» **What is expected**: The full set of entries below must be returned exactly as shown.

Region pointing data
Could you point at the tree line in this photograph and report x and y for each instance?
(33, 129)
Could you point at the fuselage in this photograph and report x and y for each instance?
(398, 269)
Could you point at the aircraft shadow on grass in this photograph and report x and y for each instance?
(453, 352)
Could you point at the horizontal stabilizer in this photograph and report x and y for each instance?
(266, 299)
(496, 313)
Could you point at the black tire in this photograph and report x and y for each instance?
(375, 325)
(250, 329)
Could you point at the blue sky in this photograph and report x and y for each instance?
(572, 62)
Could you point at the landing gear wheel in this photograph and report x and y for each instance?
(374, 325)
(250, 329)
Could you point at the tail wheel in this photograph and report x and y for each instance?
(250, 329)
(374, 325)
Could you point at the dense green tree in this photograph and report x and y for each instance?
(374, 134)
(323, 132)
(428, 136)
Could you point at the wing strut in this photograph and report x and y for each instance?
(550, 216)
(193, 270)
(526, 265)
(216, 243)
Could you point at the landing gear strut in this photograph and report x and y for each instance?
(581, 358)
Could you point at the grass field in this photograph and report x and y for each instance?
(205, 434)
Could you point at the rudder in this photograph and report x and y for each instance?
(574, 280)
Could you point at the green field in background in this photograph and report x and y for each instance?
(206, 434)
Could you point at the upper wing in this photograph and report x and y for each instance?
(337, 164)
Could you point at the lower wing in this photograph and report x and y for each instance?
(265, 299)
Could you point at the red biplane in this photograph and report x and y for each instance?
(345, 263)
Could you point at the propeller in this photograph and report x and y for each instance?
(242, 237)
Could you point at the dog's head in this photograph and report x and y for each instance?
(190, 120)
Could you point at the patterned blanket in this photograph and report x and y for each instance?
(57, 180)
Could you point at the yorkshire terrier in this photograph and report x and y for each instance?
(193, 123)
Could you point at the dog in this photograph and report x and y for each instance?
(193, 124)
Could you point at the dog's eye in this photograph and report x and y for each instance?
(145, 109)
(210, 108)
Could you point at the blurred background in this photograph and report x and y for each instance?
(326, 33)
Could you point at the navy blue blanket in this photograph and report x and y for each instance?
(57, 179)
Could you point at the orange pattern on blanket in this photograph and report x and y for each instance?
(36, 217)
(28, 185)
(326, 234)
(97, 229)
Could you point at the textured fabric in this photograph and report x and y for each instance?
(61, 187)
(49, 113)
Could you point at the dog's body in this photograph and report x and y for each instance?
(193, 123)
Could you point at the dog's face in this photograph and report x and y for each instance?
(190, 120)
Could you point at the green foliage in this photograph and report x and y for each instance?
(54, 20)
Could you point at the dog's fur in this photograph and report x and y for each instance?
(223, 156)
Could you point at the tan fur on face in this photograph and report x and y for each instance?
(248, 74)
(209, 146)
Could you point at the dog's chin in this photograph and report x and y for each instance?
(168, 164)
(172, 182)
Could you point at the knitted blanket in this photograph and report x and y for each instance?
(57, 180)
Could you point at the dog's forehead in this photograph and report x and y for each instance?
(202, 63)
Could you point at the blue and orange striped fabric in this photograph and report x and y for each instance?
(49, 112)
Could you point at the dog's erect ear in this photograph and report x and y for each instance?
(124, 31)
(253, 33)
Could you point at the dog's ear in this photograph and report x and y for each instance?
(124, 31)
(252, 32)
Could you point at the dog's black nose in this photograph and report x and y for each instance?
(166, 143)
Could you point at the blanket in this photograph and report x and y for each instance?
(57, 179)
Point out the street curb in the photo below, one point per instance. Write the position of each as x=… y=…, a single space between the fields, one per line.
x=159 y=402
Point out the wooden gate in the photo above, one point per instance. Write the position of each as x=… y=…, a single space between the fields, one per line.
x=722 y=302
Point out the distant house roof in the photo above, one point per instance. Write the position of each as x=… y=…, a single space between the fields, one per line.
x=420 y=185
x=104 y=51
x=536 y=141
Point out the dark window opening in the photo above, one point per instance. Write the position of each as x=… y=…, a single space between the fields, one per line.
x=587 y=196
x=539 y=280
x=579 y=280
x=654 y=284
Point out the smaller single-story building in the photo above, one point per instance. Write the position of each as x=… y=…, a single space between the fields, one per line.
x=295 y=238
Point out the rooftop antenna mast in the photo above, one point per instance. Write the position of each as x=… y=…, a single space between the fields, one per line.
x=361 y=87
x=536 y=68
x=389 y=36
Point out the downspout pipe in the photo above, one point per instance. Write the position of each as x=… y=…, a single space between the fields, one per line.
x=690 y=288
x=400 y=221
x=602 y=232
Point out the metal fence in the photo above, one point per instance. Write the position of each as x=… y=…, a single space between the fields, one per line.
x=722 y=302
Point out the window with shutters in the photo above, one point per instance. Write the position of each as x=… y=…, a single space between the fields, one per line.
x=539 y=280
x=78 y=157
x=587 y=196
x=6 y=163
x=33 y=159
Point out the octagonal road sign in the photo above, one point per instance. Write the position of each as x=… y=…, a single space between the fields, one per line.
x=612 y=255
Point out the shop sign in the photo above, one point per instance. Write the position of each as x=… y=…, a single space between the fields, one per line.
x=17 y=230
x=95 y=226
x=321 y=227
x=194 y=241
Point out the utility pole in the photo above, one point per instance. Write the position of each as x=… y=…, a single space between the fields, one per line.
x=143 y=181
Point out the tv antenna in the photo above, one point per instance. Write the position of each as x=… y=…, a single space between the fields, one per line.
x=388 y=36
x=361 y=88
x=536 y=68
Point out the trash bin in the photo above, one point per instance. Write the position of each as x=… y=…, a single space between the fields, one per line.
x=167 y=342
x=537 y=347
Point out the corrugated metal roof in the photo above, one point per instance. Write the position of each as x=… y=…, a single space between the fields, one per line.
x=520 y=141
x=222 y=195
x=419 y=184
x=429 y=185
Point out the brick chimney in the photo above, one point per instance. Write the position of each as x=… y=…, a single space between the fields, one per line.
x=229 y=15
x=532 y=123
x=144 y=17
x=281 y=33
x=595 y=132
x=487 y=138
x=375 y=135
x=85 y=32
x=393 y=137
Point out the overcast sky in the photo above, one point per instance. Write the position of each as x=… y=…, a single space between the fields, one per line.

» **Written answer**:
Could you point at the tree line in this photograph and report x and y for each instance?
(33, 129)
Could you point at the fuselage in this photograph and report x and y for each instance?
(398, 269)
Could you point at the aircraft shadow on grass in this photograph and report x and y for each instance?
(453, 352)
Could you point at the horizontal stabilizer in this photograph and report x and y for each instance?
(266, 299)
(496, 313)
Could you point at the black tire in this photograph and report x and y for each instance?
(375, 325)
(250, 329)
Could you point at the blue sky in this photograph and report x and y for each instance?
(572, 62)
Could you point at the landing gear wheel in this photograph and report x and y for each instance?
(374, 325)
(250, 329)
Could you point at the tail wheel in this photograph and report x and y for each instance?
(250, 329)
(374, 325)
Could you point at the dense green tree in this photograph and report x and y for each instance?
(374, 134)
(323, 132)
(428, 136)
Could you point at the wing strut in this photograph and report x and y for each instance?
(550, 216)
(193, 270)
(526, 265)
(216, 243)
Could you point at the landing gear strut in this photograph and report x and y for each instance?
(581, 358)
Could you point at the grass field in this photograph and report x and y for each instance?
(205, 434)
Could you point at the rudder in this photograph and report x and y for each instance?
(574, 280)
Could you point at the green field in background in this photograph and report x and y for each instance?
(206, 434)
Could you point at the upper wing in this photograph and report x and y for each instance?
(337, 164)
Could you point at the lower wing in this photograph and report x and y for each instance?
(265, 299)
Could you point at the red biplane in this photograph and report x and y for each instance?
(345, 263)
Could you point at the propeller in this photograph and report x and y for each instance?
(242, 237)
Could you point at the dog's head in this photograph and report x and y for each instance?
(190, 120)
Could you point at the patterned blanket in this photograph and report x and y for each instance?
(57, 180)
Could you point at the yorkshire terrier in this photograph and report x and y for each instance?
(193, 123)
Could you point at the dog in this photograph and report x and y for each instance?
(193, 124)
Could you point at the dog's eye in this photograph and report x and y for each instance?
(145, 109)
(210, 108)
Could you point at the blurred background in this photograph and report x and y for each instance?
(326, 33)
Could you point at the navy blue blanket in this photograph and report x and y for each instance?
(57, 179)
Could you point at the orange pattern on blanket in this photograph and report x and y for each instance?
(36, 217)
(28, 185)
(326, 234)
(97, 229)
Could you point at the textured fabric in this photograph and report x and y for each instance?
(61, 187)
(49, 113)
Could you point at the dog's body in this photograph and report x and y for each instance?
(193, 123)
Could you point at the dog's face in this photograph and report x and y for each instance?
(190, 120)
Could you point at the green foliage in this photograph and report x and y for each instance?
(54, 20)
Could you point at the dog's fur in this photograph and report x and y for each instance?
(223, 156)
Could you point at the tan fur on face in this photograph and report x and y for each instance?
(248, 74)
(209, 146)
Could you point at the dog's chin in this photograph and report x and y for each instance?
(168, 164)
(172, 182)
Could you point at the knitted blanket in this photograph and report x and y for each instance?
(57, 180)
Could you point at the dog's forehead in this photograph and report x and y for each instance?
(202, 63)
Could you point at the blue and orange striped fabric in this photograph and report x and y for each instance?
(49, 112)
Could you point at the dog's erect ear in this photograph and report x and y for each instance?
(124, 31)
(253, 33)
Could you point at the dog's ear in this photograph and report x and y for each instance?
(124, 31)
(252, 32)
Could you point at the dog's black nose in this photograph and report x and y for each instance?
(166, 143)
Could you point at the blanket in this photograph and report x and y for each instance?
(57, 179)
Point out the street curb in the photo below, one point per instance. Write the position of each as x=… y=…, a single space between the fields, one per line.
x=159 y=402
Point out the wooden gate in the photo above, one point per instance. Write the position of each as x=… y=…, a single space between the fields, one per line.
x=722 y=302
Point out the distant house roof in the photo above, one point per instance. Write the position of each as x=… y=…, a single space between the fields, one per line.
x=420 y=185
x=104 y=51
x=536 y=141
Point out the dark window opening in the photo above, one point per instance. Write the position of each as x=… y=…, a single space between the fields, one per line.
x=587 y=196
x=539 y=280
x=579 y=280
x=654 y=284
Point out the smaller single-story building in the photo above, one point per instance. Write the position of each as x=… y=…, a single space between the fields, one per line.
x=295 y=238
Point out the rooftop antenna mast in the photo above, one point per instance. Write the position of each as x=… y=…, a single space between the fields, one per line.
x=361 y=87
x=536 y=68
x=389 y=36
Point out the downspout pipe in the photo above, one point per instance. Write the position of each as x=… y=…, a single space between the fields, one per line.
x=690 y=288
x=400 y=221
x=602 y=232
Point out the metal fence in the photo above, one point per instance. Write the position of each as x=… y=…, a single space between the fields, one per line.
x=722 y=302
Point out the window with shutters in the photo above, one point per instance. Write the position of each as x=… y=…, a single space between the fields, one per line.
x=539 y=280
x=78 y=157
x=587 y=196
x=6 y=163
x=33 y=159
Point out the octagonal road sign in the photo above, one point per instance. Write the position of each as x=… y=…, a single space between the fields, one per line.
x=612 y=255
Point out the shop sign in the photo above, one point per instance. Write the position of each as x=… y=…, a single space between the fields, one per line.
x=17 y=230
x=95 y=226
x=321 y=227
x=194 y=241
Point out the utility pole in the photo above, one point per instance. Write the position of each as x=… y=…, a single space between the fields, one per line.
x=143 y=181
Point out the tv antenna in the photo above, one point per instance. Write the position of each as x=… y=…, a single space between the fields, one per line.
x=388 y=36
x=361 y=88
x=536 y=68
Point out the trash bin in the photo above, one point per instance. Write the position of each as x=… y=…, a single space between the fields, one per line.
x=167 y=342
x=537 y=347
Point out the corrugated metal roof in the photo above, one point per instance. Write the position of each as x=… y=…, a single space between the fields, one per line.
x=520 y=141
x=222 y=195
x=419 y=184
x=429 y=185
Point out the brick chimney in the photo above, one point per instance. Write the position of each as x=… y=…, a single space between the fields, one per line.
x=229 y=15
x=532 y=123
x=144 y=17
x=281 y=33
x=595 y=132
x=487 y=138
x=375 y=135
x=85 y=32
x=393 y=137
Point out the overcast sky in the photo above, one point per instance. Write the position of each as x=… y=…, a single space between the fields, one per line.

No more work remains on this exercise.